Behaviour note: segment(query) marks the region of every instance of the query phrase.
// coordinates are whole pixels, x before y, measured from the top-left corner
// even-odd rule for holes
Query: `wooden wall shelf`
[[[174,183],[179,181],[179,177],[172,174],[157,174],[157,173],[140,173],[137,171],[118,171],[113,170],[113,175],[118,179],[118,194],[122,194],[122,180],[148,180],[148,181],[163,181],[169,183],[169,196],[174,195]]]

****************

Reproduce every one of the lines above verbatim.

» **Task result**
Behaviour note: segment(query) marks the region of every instance of the query phrase.
// coordinates are whole pixels, x before y, measured from the top-left corner
// even-odd rule for holes
Query: `wooden wall shelf`
[[[174,183],[179,181],[179,177],[172,174],[157,174],[157,173],[140,173],[137,171],[118,171],[113,170],[113,175],[118,179],[118,194],[122,194],[122,180],[148,180],[148,181],[163,181],[169,183],[169,196],[174,195]]]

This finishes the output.